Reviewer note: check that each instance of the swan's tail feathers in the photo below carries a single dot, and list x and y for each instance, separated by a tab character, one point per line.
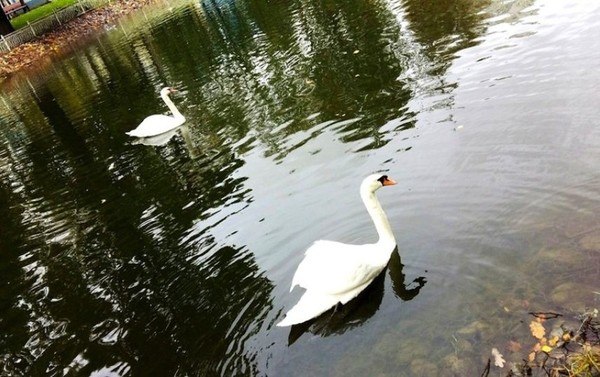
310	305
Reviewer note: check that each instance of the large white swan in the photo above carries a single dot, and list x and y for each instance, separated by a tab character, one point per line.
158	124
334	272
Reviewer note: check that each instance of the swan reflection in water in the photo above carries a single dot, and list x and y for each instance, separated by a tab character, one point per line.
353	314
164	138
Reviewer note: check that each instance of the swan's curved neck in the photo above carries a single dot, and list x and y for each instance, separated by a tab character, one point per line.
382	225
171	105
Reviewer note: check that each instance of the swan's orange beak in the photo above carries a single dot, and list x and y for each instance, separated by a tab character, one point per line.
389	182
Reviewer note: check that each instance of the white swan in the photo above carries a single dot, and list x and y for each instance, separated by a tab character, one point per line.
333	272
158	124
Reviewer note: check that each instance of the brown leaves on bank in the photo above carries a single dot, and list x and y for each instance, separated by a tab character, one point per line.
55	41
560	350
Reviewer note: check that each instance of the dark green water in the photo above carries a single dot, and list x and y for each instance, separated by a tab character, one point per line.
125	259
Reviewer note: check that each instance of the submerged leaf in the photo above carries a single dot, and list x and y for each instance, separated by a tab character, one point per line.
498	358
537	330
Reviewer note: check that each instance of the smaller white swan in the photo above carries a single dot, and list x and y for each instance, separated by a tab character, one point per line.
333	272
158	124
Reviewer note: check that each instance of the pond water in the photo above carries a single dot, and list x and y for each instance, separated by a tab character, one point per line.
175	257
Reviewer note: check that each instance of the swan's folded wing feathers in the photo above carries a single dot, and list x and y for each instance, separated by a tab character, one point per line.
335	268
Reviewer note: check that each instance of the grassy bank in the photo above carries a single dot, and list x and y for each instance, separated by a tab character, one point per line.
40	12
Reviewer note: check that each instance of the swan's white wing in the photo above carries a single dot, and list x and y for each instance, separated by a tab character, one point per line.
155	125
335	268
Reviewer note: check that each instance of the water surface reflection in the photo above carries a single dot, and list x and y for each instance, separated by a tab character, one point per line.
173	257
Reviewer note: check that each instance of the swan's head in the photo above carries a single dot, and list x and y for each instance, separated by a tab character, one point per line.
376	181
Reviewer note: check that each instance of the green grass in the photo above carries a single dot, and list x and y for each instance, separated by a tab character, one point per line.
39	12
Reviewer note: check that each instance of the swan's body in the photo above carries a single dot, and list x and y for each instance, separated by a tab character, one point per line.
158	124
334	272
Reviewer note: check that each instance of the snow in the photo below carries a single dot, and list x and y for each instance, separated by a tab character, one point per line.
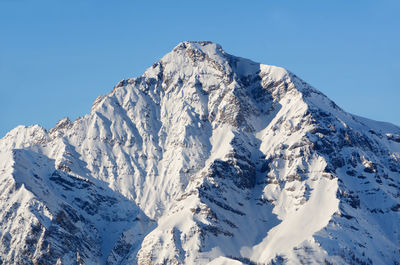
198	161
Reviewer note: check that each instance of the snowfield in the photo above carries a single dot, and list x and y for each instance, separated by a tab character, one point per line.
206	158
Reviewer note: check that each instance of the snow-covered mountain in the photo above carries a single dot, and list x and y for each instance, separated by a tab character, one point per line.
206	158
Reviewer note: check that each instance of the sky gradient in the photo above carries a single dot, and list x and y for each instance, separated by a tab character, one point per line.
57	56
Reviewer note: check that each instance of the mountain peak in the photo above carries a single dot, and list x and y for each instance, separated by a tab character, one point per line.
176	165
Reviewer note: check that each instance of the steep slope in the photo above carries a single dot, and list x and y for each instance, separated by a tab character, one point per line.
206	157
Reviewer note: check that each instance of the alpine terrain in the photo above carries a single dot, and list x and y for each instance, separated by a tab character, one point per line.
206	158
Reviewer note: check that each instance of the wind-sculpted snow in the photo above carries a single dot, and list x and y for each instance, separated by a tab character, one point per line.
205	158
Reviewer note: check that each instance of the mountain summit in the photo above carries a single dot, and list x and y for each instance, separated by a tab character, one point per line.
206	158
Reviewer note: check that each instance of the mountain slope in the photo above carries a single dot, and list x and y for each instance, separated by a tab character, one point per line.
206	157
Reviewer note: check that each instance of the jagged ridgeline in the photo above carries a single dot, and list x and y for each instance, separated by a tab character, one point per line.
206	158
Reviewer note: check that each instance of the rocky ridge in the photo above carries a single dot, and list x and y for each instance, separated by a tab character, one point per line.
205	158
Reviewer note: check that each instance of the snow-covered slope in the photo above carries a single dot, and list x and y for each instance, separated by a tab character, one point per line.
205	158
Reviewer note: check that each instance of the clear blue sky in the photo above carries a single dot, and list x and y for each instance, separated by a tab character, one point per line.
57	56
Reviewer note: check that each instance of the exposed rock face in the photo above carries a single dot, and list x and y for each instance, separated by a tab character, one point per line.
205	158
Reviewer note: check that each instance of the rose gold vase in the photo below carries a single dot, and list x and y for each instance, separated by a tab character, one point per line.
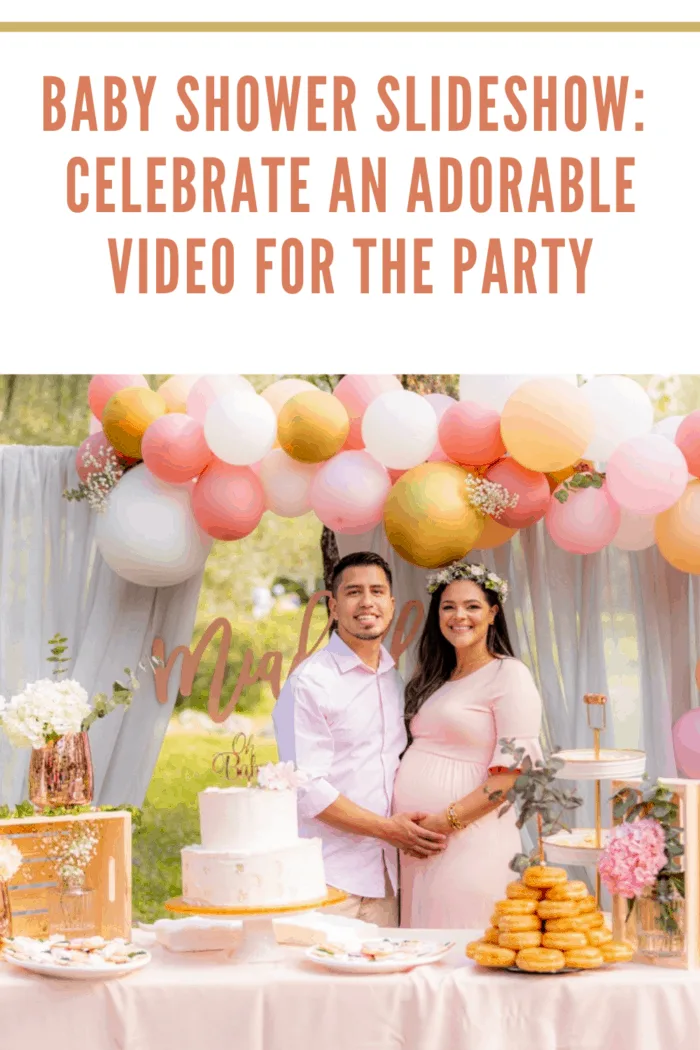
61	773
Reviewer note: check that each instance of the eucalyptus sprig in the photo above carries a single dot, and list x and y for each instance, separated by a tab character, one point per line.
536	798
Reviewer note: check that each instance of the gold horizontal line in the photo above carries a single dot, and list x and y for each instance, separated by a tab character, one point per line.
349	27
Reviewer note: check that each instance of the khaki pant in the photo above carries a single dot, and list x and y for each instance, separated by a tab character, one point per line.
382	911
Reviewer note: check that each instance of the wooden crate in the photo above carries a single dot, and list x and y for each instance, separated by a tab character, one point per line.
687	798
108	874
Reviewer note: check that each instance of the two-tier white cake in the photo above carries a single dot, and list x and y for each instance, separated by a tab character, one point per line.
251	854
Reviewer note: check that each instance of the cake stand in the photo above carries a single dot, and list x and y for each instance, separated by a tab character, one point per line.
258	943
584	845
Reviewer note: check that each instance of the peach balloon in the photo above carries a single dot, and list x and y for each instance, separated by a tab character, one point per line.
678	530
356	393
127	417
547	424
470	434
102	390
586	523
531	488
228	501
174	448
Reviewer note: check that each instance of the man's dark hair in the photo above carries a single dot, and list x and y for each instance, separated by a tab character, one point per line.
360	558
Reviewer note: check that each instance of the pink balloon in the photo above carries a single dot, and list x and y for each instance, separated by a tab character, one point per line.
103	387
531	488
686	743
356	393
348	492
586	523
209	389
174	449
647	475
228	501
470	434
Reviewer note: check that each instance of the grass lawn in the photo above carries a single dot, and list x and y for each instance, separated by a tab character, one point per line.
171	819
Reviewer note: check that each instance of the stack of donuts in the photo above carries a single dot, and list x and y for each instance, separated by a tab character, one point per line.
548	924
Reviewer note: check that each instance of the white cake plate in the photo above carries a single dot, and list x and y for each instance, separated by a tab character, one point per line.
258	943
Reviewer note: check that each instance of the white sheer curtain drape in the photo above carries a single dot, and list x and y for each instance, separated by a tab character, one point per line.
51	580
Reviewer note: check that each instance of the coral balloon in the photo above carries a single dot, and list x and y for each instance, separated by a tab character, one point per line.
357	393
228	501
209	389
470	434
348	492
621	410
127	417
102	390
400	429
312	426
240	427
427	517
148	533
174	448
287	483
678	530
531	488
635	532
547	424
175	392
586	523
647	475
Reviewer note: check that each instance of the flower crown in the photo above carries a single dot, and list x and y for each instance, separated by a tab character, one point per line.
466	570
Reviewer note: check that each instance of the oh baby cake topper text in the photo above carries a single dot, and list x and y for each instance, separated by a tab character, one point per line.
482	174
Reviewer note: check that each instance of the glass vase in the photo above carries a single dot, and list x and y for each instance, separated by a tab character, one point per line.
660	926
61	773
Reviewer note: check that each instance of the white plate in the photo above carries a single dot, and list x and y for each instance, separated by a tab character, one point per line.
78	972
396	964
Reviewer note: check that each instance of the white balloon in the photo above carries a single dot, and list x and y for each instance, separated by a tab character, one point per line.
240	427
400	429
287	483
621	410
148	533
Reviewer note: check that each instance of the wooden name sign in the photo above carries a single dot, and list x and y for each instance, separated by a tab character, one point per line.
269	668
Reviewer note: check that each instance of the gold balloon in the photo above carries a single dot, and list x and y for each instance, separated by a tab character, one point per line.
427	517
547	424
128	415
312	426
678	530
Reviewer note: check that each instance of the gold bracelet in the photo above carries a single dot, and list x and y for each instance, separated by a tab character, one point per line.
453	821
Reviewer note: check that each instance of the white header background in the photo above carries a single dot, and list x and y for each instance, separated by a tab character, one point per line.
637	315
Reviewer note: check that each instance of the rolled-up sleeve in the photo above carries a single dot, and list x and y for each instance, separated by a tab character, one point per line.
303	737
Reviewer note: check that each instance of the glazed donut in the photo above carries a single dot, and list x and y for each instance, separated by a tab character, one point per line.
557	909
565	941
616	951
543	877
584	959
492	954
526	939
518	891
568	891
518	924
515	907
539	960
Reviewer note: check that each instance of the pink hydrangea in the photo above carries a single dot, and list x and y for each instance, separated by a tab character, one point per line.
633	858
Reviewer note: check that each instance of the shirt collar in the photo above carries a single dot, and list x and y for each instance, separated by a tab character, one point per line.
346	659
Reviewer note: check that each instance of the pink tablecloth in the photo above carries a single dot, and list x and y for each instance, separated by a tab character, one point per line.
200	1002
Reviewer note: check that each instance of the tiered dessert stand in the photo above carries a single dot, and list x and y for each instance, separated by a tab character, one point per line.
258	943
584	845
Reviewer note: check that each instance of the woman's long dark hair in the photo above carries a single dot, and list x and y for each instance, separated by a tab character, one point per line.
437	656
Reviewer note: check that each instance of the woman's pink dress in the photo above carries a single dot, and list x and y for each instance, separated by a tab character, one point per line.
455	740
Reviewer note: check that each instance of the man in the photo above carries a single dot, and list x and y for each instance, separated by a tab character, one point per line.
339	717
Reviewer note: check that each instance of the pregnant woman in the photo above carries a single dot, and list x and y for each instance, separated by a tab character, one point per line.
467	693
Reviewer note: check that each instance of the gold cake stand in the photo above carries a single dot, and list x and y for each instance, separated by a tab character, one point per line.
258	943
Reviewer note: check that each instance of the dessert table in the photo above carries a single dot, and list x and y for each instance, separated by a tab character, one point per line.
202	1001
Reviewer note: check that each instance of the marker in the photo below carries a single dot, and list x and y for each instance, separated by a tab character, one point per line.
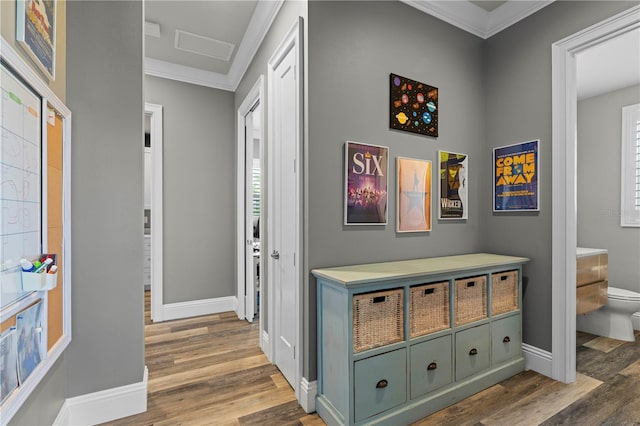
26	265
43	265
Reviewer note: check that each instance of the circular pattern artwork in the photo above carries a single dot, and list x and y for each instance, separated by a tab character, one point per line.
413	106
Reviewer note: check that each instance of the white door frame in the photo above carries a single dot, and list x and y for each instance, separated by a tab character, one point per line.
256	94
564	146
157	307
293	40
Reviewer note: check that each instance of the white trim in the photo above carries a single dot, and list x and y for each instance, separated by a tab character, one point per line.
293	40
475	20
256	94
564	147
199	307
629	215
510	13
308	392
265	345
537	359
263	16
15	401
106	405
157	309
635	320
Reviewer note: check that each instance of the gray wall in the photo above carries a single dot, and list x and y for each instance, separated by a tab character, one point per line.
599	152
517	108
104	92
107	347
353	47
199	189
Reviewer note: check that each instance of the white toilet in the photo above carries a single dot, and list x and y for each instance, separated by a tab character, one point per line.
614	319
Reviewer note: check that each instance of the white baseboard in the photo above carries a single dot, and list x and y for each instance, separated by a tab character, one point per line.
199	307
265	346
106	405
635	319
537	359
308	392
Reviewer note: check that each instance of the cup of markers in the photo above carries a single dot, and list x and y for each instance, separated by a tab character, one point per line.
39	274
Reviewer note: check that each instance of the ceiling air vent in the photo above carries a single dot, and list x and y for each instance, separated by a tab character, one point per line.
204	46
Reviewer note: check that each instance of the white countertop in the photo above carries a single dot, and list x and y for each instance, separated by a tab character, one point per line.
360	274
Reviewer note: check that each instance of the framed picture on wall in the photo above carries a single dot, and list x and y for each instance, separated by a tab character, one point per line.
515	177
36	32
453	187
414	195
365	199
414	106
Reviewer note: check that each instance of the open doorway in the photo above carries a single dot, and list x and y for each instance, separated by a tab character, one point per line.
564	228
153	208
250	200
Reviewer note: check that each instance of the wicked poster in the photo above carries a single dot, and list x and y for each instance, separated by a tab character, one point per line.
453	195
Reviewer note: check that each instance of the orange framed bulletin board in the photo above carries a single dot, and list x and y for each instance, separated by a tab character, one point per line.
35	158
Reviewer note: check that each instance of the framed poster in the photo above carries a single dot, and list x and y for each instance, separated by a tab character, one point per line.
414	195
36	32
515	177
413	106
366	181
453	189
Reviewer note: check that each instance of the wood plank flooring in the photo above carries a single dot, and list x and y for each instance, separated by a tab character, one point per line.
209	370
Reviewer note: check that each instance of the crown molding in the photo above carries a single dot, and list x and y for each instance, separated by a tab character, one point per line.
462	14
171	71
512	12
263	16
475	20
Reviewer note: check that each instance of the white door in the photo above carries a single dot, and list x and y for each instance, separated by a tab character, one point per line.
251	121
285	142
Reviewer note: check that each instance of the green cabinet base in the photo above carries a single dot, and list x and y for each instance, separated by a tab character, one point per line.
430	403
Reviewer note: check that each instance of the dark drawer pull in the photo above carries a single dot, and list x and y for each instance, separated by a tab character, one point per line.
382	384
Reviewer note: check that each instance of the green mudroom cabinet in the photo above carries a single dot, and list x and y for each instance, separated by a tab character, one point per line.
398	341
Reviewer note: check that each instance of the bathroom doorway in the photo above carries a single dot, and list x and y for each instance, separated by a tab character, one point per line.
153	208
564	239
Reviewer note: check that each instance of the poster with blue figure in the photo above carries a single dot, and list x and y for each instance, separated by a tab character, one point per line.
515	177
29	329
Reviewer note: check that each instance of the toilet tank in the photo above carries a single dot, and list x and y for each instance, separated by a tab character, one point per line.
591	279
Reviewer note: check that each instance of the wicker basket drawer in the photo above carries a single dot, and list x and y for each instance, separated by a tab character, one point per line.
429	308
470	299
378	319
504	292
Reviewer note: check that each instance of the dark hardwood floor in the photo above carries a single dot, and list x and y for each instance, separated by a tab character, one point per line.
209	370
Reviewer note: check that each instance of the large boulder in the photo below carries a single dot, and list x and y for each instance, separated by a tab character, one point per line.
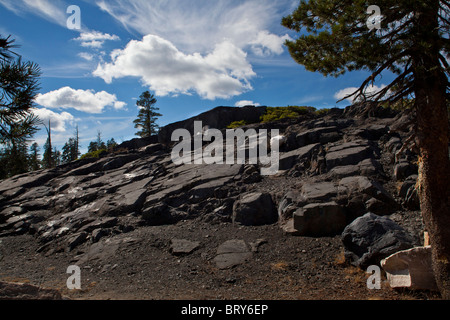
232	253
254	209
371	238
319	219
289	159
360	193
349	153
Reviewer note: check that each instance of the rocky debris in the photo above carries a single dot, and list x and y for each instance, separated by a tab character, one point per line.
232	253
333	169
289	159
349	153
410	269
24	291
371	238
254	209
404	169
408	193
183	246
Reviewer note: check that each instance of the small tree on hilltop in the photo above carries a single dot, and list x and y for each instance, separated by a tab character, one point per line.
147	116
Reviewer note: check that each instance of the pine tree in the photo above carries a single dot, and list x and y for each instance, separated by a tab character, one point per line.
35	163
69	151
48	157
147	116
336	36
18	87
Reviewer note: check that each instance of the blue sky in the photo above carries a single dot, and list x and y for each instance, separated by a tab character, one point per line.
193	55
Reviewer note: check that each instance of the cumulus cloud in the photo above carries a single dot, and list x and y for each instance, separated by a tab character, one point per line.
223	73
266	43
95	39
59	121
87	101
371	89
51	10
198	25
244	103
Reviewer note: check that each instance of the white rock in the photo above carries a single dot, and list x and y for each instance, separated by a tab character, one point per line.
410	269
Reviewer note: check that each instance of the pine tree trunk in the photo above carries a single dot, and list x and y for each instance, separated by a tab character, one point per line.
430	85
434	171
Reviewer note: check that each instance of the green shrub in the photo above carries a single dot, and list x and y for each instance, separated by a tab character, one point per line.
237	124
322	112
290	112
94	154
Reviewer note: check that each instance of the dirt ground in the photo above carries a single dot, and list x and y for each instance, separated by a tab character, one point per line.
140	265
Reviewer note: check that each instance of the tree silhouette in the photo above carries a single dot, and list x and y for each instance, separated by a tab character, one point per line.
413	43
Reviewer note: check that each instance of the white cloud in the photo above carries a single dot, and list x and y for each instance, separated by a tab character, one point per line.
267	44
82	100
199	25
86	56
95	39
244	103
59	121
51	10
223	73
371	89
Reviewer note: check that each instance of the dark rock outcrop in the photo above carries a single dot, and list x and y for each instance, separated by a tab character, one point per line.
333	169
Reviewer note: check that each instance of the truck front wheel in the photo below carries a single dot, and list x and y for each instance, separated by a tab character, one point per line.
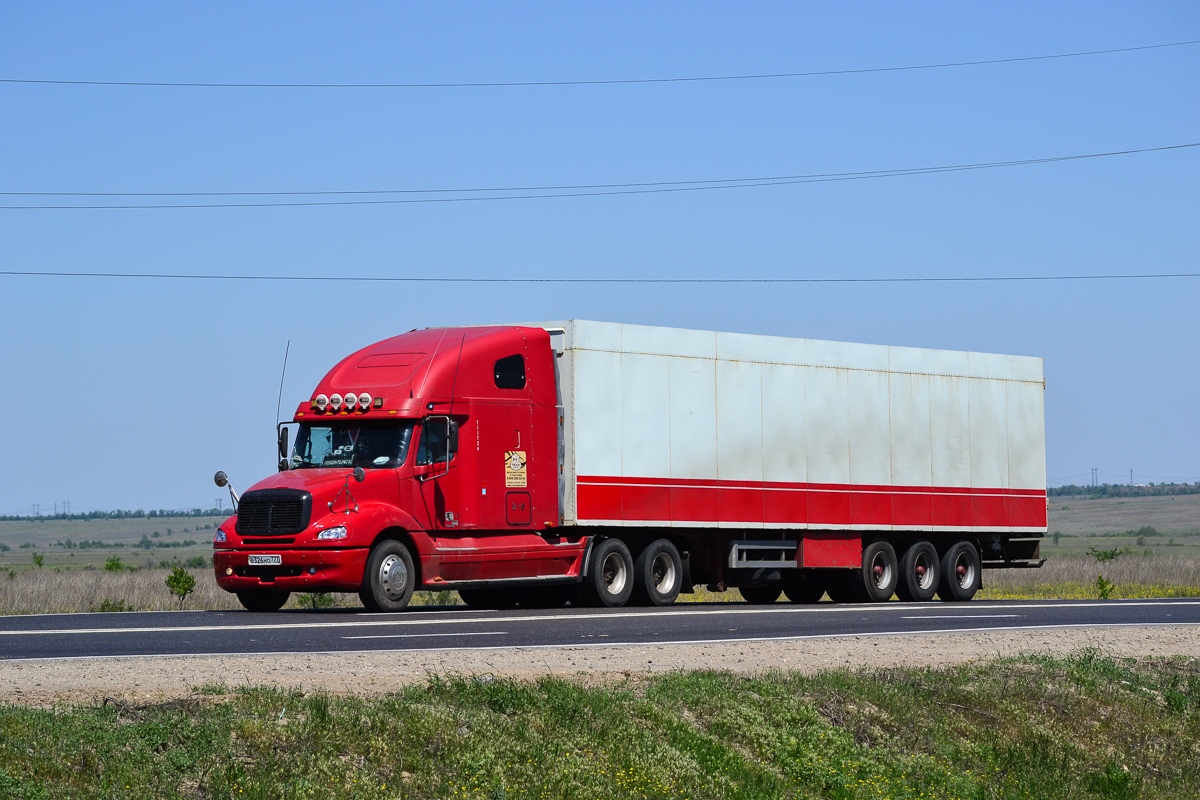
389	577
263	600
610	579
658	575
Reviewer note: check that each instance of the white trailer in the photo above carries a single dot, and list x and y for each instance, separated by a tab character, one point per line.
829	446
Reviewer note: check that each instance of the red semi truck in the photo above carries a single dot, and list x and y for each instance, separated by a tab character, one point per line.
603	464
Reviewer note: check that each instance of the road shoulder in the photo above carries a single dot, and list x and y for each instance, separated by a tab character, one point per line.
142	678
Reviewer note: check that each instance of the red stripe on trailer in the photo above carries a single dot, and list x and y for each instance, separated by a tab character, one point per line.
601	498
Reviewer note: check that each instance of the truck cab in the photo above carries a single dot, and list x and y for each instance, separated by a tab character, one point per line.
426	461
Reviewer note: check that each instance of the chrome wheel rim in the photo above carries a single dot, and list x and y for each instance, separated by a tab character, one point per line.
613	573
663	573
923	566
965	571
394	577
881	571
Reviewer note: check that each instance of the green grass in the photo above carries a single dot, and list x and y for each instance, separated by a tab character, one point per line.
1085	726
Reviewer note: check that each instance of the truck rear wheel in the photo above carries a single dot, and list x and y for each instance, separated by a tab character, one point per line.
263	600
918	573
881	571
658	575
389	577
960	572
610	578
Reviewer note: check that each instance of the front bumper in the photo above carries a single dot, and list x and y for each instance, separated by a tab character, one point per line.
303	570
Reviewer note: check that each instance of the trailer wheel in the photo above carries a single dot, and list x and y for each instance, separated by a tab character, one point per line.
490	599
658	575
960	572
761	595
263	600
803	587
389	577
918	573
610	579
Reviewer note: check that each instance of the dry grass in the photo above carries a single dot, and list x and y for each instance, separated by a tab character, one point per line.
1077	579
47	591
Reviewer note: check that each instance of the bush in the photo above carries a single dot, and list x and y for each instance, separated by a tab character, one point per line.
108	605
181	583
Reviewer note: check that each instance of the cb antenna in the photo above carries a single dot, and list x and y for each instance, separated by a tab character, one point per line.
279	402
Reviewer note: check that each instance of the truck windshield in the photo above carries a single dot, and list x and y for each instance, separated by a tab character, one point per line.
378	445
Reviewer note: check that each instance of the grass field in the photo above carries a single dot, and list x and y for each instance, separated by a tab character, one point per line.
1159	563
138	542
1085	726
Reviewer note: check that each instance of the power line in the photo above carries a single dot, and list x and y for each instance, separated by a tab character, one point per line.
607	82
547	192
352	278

Objective:
All lines from the one with "Reviewer note: check that each instance of the truck windshield" through the final line above are to be quoted exactly; quote no other line.

Complete response:
Reviewer note: check that each instance of the truck windshield in the photo above carries a single dot, and list x and y for each instance, separated by a tab character, one point per line.
378	445
Reviewer note: check that each instance of the grass field in the photo above carries a single dot, and list x and y for each instance, separated by a tab character, one point per line.
1159	563
138	542
1085	726
Reviewer note: check that each instance of the power line in the photo above carries a single dot, and list x and y for each instance, separated by a tab character, one point per line.
607	82
547	192
352	278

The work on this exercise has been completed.